**SOURCE TEXT**
05.20.2026 by David Murray // Leave a Comment

This June 2024 post is a prelude to a fresh one I’m writing tomorrow. Since I wrote this, I’ve seen exec comms pros find handy uses for AI, on the front and back ends of speeches and other exec comms compositions: research, editing, editorial tire-kicking, briefing-doc making, murder-board generating, and so on. My organization is even helping them find more of such uses, through a custom webinar, AI for Leadership Communication, designed to get whole teams working on this productively, together. And yet, for the big things in exec comms—well, I still stand by what you read below. And tomorrow, I’ll evaluate one self-described ghostwriter’s bold claim to the contrary. —DM

***

Talked with a tech person this week on Zoom. If she wants to identify herself in whatever conversation results from this post, that’d be great; if not, also fine. 

Anyway, she was trying to get me excited about ways that AI could make executive communication a more powerful strategic force for organizations.

How did I respond? Well, on more than one occasion, she said she appreciated my “passion.”

When it was my turn to say polite things, I acknowledged that there might be limitations to my vision about what tech can achieve.

**DATASET EXTRACT**
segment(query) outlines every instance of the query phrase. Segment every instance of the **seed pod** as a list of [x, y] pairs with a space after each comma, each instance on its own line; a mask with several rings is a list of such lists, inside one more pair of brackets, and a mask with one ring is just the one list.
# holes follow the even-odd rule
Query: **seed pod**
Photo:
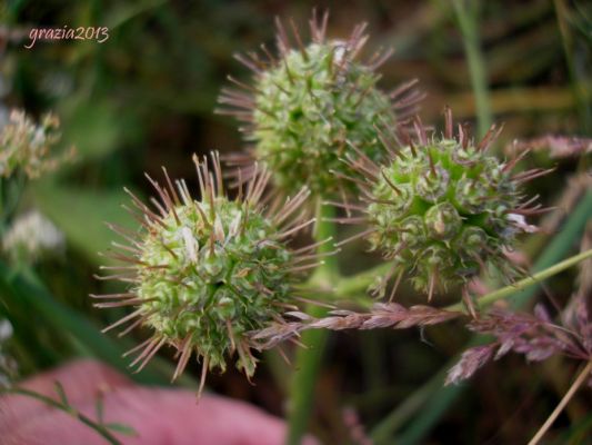
[[[385, 165], [368, 158], [348, 160], [369, 179], [362, 188], [370, 226], [365, 237], [373, 250], [393, 263], [375, 289], [379, 294], [388, 278], [400, 279], [402, 274], [429, 298], [437, 289], [466, 284], [488, 265], [512, 279], [518, 270], [504, 249], [514, 247], [518, 233], [533, 229], [524, 215], [548, 210], [530, 207], [533, 199], [521, 202], [519, 191], [520, 182], [546, 170], [512, 176], [515, 160], [502, 162], [486, 152], [501, 129], [493, 126], [480, 144], [473, 144], [461, 126], [453, 136], [450, 109], [445, 120], [443, 137], [428, 138], [419, 118], [417, 141], [408, 134], [381, 135], [389, 152]], [[394, 291], [395, 287], [391, 296]]]
[[[114, 243], [119, 250], [112, 259], [124, 266], [106, 266], [114, 275], [100, 279], [119, 279], [130, 284], [128, 291], [93, 295], [101, 299], [96, 307], [131, 306], [134, 310], [103, 329], [131, 323], [120, 335], [136, 326], [152, 330], [152, 336], [128, 354], [140, 352], [132, 362], [142, 369], [164, 345], [178, 349], [179, 363], [173, 379], [195, 354], [202, 360], [202, 383], [208, 369], [227, 367], [238, 353], [237, 367], [250, 377], [257, 359], [252, 334], [271, 322], [282, 319], [284, 309], [293, 308], [292, 283], [297, 275], [313, 267], [312, 247], [298, 251], [287, 243], [314, 220], [302, 221], [301, 207], [309, 196], [301, 189], [279, 210], [267, 210], [261, 196], [269, 174], [257, 170], [245, 192], [229, 199], [221, 181], [220, 164], [212, 154], [213, 171], [193, 157], [201, 199], [189, 194], [184, 180], [173, 187], [164, 170], [167, 187], [149, 178], [160, 197], [149, 208], [129, 190], [140, 215], [138, 235], [110, 226], [128, 245]], [[103, 300], [110, 300], [103, 303]], [[201, 392], [200, 387], [200, 392]]]
[[254, 72], [254, 85], [234, 81], [240, 89], [224, 89], [220, 97], [230, 109], [218, 111], [247, 122], [247, 140], [254, 145], [249, 156], [235, 155], [230, 161], [263, 162], [285, 194], [304, 185], [323, 197], [357, 190], [355, 182], [347, 178], [359, 175], [340, 158], [361, 150], [373, 161], [382, 160], [377, 123], [394, 125], [421, 99], [412, 88], [415, 81], [391, 93], [378, 88], [375, 70], [391, 51], [361, 61], [360, 51], [368, 39], [364, 24], [355, 27], [347, 40], [327, 40], [327, 20], [325, 14], [319, 23], [313, 16], [312, 42], [307, 46], [291, 22], [294, 49], [278, 20], [279, 55], [274, 57], [263, 47], [263, 58], [239, 56]]

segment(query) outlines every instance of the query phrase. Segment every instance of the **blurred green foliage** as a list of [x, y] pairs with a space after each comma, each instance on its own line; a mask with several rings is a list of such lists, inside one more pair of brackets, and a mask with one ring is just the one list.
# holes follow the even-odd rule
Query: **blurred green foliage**
[[[483, 100], [494, 120], [505, 122], [500, 152], [514, 138], [592, 136], [590, 6], [564, 0], [472, 3], [479, 3], [473, 19], [483, 55]], [[171, 176], [194, 185], [192, 152], [241, 149], [237, 123], [212, 113], [227, 75], [250, 76], [232, 55], [255, 50], [262, 42], [273, 47], [274, 16], [293, 17], [304, 29], [313, 6], [331, 10], [330, 36], [347, 36], [363, 20], [371, 34], [369, 53], [380, 47], [397, 50], [381, 68], [381, 85], [392, 88], [419, 78], [428, 92], [424, 121], [440, 125], [443, 106], [450, 105], [458, 119], [475, 123], [465, 41], [452, 3], [444, 0], [8, 0], [0, 4], [0, 116], [11, 108], [36, 117], [53, 110], [61, 120], [62, 147], [78, 148], [76, 162], [27, 186], [13, 212], [41, 209], [66, 234], [64, 256], [34, 267], [0, 264], [0, 316], [13, 325], [8, 350], [18, 359], [22, 376], [76, 355], [96, 356], [123, 369], [119, 354], [134, 340], [101, 335], [98, 326], [114, 319], [114, 314], [99, 314], [87, 298], [88, 293], [114, 288], [91, 277], [102, 263], [97, 253], [114, 239], [104, 221], [136, 227], [121, 208], [127, 202], [122, 187], [150, 194], [143, 172], [160, 177], [161, 165]], [[63, 26], [108, 27], [109, 39], [103, 43], [39, 40], [24, 48], [31, 28]], [[529, 192], [541, 194], [545, 205], [553, 204], [568, 187], [568, 178], [589, 168], [589, 161], [551, 160], [544, 152], [530, 157], [525, 167], [556, 164], [558, 170], [535, 181]], [[2, 224], [9, 224], [10, 217]], [[552, 235], [525, 244], [530, 257], [550, 245]], [[574, 250], [576, 244], [574, 236], [564, 247]], [[377, 261], [362, 253], [361, 245], [354, 247], [344, 253], [343, 270], [359, 271], [360, 265]], [[550, 283], [550, 291], [564, 301], [572, 283], [573, 273], [565, 274]], [[410, 301], [415, 298], [412, 291], [404, 294]], [[452, 296], [450, 301], [454, 300]], [[380, 424], [466, 339], [462, 326], [454, 324], [430, 329], [425, 337], [430, 343], [420, 342], [417, 332], [362, 334], [333, 336], [328, 345], [313, 422], [313, 431], [328, 443], [351, 441], [342, 406], [353, 405], [369, 428]], [[280, 382], [290, 369], [272, 358], [264, 363], [268, 369], [255, 376], [255, 387], [233, 372], [214, 377], [212, 386], [282, 415]], [[170, 368], [163, 357], [137, 378], [163, 383]], [[195, 374], [197, 366], [192, 370]], [[569, 367], [543, 367], [534, 374], [522, 358], [506, 358], [478, 375], [472, 394], [462, 395], [462, 403], [445, 411], [431, 435], [432, 425], [421, 422], [419, 436], [428, 435], [431, 443], [444, 443], [442, 437], [454, 444], [525, 442], [570, 376]], [[429, 406], [418, 406], [430, 413]], [[490, 407], [486, 415], [482, 406]], [[590, 428], [585, 405], [568, 414], [573, 427], [566, 422], [559, 427], [565, 437], [581, 437], [582, 429]]]

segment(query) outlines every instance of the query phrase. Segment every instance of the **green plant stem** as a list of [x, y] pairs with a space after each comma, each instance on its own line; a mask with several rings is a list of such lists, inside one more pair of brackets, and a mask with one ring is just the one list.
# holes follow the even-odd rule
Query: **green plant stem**
[[488, 92], [485, 61], [479, 41], [479, 0], [452, 0], [452, 6], [469, 63], [476, 107], [478, 136], [483, 137], [491, 127], [493, 116]]
[[[562, 230], [553, 238], [546, 249], [539, 256], [533, 269], [535, 271], [540, 271], [553, 267], [556, 261], [565, 256], [565, 254], [573, 247], [573, 244], [582, 236], [585, 225], [591, 216], [592, 190], [589, 190], [580, 199], [580, 202], [571, 214], [570, 218], [565, 221]], [[535, 295], [535, 293], [536, 287], [532, 286], [513, 294], [513, 299], [511, 300], [512, 307], [522, 307]], [[478, 342], [479, 337], [473, 337], [473, 339], [466, 346], [474, 346]], [[444, 369], [448, 369], [450, 366], [456, 363], [456, 360], [458, 357], [454, 357], [452, 360], [448, 362], [444, 366]], [[448, 411], [454, 400], [461, 396], [462, 392], [469, 387], [469, 385], [444, 387], [443, 376], [445, 376], [445, 373], [441, 370], [437, 373], [427, 384], [424, 384], [424, 386], [434, 388], [433, 393], [421, 392], [421, 388], [418, 390], [418, 393], [421, 394], [415, 397], [418, 398], [417, 402], [420, 402], [421, 398], [423, 398], [423, 403], [414, 404], [414, 407], [417, 407], [415, 412], [408, 409], [405, 403], [401, 404], [385, 417], [385, 422], [380, 423], [374, 427], [371, 436], [373, 437], [374, 433], [379, 432], [381, 434], [381, 438], [384, 438], [387, 443], [390, 443], [389, 439], [403, 423], [403, 417], [407, 417], [408, 419], [413, 418], [413, 421], [403, 435], [399, 437], [397, 442], [398, 445], [412, 445], [421, 443], [423, 437], [425, 437], [429, 431], [438, 423], [440, 417]], [[422, 386], [422, 388], [424, 386]], [[412, 395], [412, 397], [414, 397], [414, 395]], [[404, 413], [402, 411], [403, 407], [405, 409]], [[425, 408], [421, 409], [421, 407]], [[392, 423], [388, 423], [387, 421], [391, 418], [394, 418], [394, 421]]]
[[[476, 300], [476, 305], [479, 306], [480, 309], [483, 309], [500, 299], [511, 297], [512, 295], [521, 290], [524, 290], [529, 286], [536, 285], [545, 280], [546, 278], [552, 277], [553, 275], [556, 275], [565, 269], [569, 269], [570, 267], [575, 266], [578, 263], [583, 261], [584, 259], [588, 259], [590, 257], [592, 257], [592, 249], [584, 250], [581, 254], [574, 255], [573, 257], [570, 257], [568, 259], [564, 259], [563, 261], [558, 263], [551, 267], [548, 267], [546, 269], [543, 269], [540, 273], [533, 274], [530, 277], [521, 279], [520, 281], [512, 283], [511, 285], [502, 287], [501, 289], [483, 295], [481, 298]], [[450, 305], [445, 309], [466, 312], [462, 303]]]
[[570, 403], [575, 392], [582, 386], [582, 384], [588, 379], [590, 373], [592, 372], [592, 362], [588, 362], [586, 366], [582, 369], [582, 372], [578, 375], [575, 380], [573, 380], [573, 384], [570, 386], [570, 389], [565, 393], [559, 405], [553, 409], [553, 413], [549, 416], [549, 418], [545, 421], [543, 426], [536, 432], [534, 437], [529, 442], [529, 445], [536, 445], [539, 442], [541, 442], [541, 438], [543, 438], [544, 434], [548, 432], [548, 429], [553, 425], [553, 422], [559, 417], [565, 405]]
[[87, 425], [90, 428], [94, 429], [98, 434], [100, 434], [110, 444], [112, 444], [112, 445], [121, 445], [121, 442], [119, 442], [117, 439], [117, 437], [113, 436], [109, 432], [109, 429], [107, 429], [107, 427], [104, 427], [103, 425], [98, 424], [97, 422], [92, 421], [90, 417], [87, 417], [86, 415], [80, 413], [78, 409], [74, 409], [71, 406], [63, 405], [63, 404], [59, 403], [58, 400], [54, 400], [51, 397], [44, 396], [43, 394], [39, 394], [39, 393], [33, 392], [33, 390], [29, 390], [29, 389], [24, 389], [24, 388], [18, 388], [18, 387], [16, 387], [16, 388], [2, 388], [2, 389], [0, 389], [0, 394], [2, 394], [2, 393], [6, 393], [6, 394], [19, 394], [19, 395], [22, 395], [22, 396], [28, 396], [28, 397], [36, 398], [36, 399], [44, 403], [46, 405], [52, 406], [52, 407], [54, 407], [57, 409], [60, 409], [60, 411], [71, 415], [72, 417], [79, 419], [84, 425]]
[[[334, 217], [334, 209], [331, 206], [318, 204], [317, 227], [314, 238], [322, 241], [335, 237], [335, 226], [329, 221]], [[331, 241], [319, 246], [319, 254], [328, 254], [333, 250]], [[310, 279], [309, 288], [321, 288], [329, 291], [334, 283], [339, 281], [339, 268], [337, 257], [323, 258], [324, 264], [320, 265]], [[318, 305], [309, 305], [307, 313], [313, 317], [322, 317], [325, 309]], [[307, 433], [312, 413], [314, 387], [317, 376], [322, 362], [323, 350], [329, 332], [325, 329], [312, 329], [303, 333], [302, 343], [307, 348], [300, 348], [295, 357], [295, 372], [290, 383], [290, 400], [288, 411], [288, 438], [289, 445], [300, 444]]]
[[585, 80], [584, 76], [579, 75], [574, 63], [573, 36], [570, 31], [568, 2], [564, 0], [553, 0], [553, 6], [558, 18], [561, 43], [565, 55], [565, 63], [570, 73], [571, 89], [576, 102], [578, 113], [580, 115], [580, 123], [582, 130], [589, 135], [592, 131], [592, 119], [590, 119], [592, 107], [590, 107], [590, 102], [586, 100], [589, 93], [586, 91], [586, 85], [583, 81]]

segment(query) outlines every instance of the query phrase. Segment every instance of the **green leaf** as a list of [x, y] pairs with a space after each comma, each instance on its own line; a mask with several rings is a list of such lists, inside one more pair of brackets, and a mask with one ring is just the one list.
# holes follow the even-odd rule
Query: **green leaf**
[[96, 191], [46, 182], [34, 186], [33, 198], [41, 211], [66, 234], [67, 239], [97, 265], [108, 263], [98, 253], [104, 251], [118, 238], [106, 222], [138, 226], [121, 208], [123, 202], [129, 201], [123, 190]]
[[107, 100], [74, 97], [58, 110], [61, 119], [62, 142], [76, 146], [80, 158], [100, 158], [121, 147], [121, 139], [133, 128], [128, 118], [120, 116], [114, 105]]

**QUESTIONS TO ANSWER**
a) In the post on AI and executive communication, what is the name of the custom webinar the author's organization offers?
b) Reproduce the part of the post on AI and executive communication starting with "Talked with a" and going on through "force for organizations.".
The lines that come after the post have nothing to do with it.

**RESPONSES FOR EACH TASK**
a) AI for Leadership Communication.

b)
Talked with a tech person this week on Zoom. If she wants to identify herself in whatever conversation results from this post, that’d be great; if not, also fine. 

Anyway, she was trying to get me excited about ways that AI could make executive communication a more powerful strategic force for organizations.